- **Extrait du texte**:
Il y a dix ans, quinze ans, cent ans, deux cents ans , cinq cents ans, mille ans peut-être - plus personne ne sait - que la cathédrale est habillée d'échafaudages. Il ne peut pas en être autrement.

On la restaure, on la retape, on la recrée sans fin, bergère usée que la guerre amputa, qu'un incendie défigura et que chaque jour ride de crasse et de mousses. Par pans tout blancs et dentelés, elle montre parfois son charmant minois refait à neuf, et l'on repose l'échafaudage un peu plus loin, car il reste encore bien du travail - dix ans, quinze ans, cent ans, mille ans - personne ne sait plus ce que les journaux avaient annoncé -. Mais j'ai confiance, j'espère, - non, je sais que la cathédrale sera toujours ainsi, en travaux, en chantier, qu'on ne la dépouillera jamais tout à fait de ses échafaudages.

- **Entrées fournies**:
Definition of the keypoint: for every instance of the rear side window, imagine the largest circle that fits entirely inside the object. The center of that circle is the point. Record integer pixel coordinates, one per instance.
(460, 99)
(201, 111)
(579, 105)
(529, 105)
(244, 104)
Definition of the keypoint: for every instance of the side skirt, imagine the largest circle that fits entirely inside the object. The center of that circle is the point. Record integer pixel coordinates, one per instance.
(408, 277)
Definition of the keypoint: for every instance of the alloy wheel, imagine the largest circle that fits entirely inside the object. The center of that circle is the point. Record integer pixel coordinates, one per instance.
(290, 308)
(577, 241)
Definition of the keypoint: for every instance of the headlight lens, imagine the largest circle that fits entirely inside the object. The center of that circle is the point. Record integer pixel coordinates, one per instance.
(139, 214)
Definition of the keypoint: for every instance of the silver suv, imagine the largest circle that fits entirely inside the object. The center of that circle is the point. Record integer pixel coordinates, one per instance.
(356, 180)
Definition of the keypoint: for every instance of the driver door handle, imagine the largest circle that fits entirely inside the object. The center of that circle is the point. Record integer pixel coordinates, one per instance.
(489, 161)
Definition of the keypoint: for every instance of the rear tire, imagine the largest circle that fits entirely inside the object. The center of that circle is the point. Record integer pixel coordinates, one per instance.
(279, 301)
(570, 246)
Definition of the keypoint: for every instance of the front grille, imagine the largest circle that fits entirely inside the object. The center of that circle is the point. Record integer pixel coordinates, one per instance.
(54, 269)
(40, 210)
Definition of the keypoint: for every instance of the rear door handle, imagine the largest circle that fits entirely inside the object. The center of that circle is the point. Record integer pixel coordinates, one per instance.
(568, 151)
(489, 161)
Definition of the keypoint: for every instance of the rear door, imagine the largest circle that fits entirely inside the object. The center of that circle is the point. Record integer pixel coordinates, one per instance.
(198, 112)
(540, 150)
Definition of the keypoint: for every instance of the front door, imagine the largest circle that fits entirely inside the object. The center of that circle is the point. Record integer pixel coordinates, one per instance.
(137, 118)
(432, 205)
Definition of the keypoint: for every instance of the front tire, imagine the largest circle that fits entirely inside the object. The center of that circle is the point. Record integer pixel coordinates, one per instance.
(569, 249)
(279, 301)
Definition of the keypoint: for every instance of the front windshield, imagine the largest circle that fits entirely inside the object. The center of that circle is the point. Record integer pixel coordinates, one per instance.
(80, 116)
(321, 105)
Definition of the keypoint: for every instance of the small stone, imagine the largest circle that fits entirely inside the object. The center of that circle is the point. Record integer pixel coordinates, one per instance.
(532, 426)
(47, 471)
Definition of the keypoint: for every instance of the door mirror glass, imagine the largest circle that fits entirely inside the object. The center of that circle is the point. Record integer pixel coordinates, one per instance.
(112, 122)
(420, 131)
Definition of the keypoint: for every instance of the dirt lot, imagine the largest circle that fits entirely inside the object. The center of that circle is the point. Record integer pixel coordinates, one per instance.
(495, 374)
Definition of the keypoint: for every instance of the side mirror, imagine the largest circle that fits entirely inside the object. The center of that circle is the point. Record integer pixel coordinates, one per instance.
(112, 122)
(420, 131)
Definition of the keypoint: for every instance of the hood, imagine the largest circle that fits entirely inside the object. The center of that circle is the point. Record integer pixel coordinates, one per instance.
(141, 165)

- **Consignes**:
1) Rassemblez chaque ligne des entrées où figure le mot « rear ».
2) Prolongez, s'il vous plaît, le texte sur la cathédrale sans cesse en travaux, à la suite de sa dernière phrase.

- **Réponses aux consignes**:
1)
Definition of the keypoint: for every instance of the rear side window, imagine the largest circle that fits entirely inside the object. The center of that circle is the point. Record integer pixel coordinates, one per instance.
Definition of the keypoint: for every instance of the rear tire, imagine the largest circle that fits entirely inside the object. The center of that circle is the point. Record integer pixel coordinates, one per instance.
Definition of the keypoint: for every instance of the rear door handle, imagine the largest circle that fits entirely inside the object. The center of that circle is the point. Record integer pixel coordinates, one per instance.
Definition of the keypoint: for every instance of the rear door, imagine the largest circle that fits entirely inside the object. The center of that circle is the point. Record integer pixel coordinates, one per instance.

2)
Comme la Sagrada Familia de Gaudi, fidèle à l'espérance placée dans ces plans médiévaux que les maîtres d'oeuvre ne concevaient que pour les transmettre à d'autres maîtres d'oeuvre, c'est ainsi qu'elle doit nous apparaître : en travaux, en devenir, à jamais inachevée, absurde et lente, soutenue de projets et de tiges, légère comme une flamme sous l'armature de fer, forte comme un arbre planté dans la terre, et grimpant vers le ciel sur l'échelle des hommes - semblable à la foi des enfants, à l'élan des artistes. Comme toute oeuvre véritable - work in progress.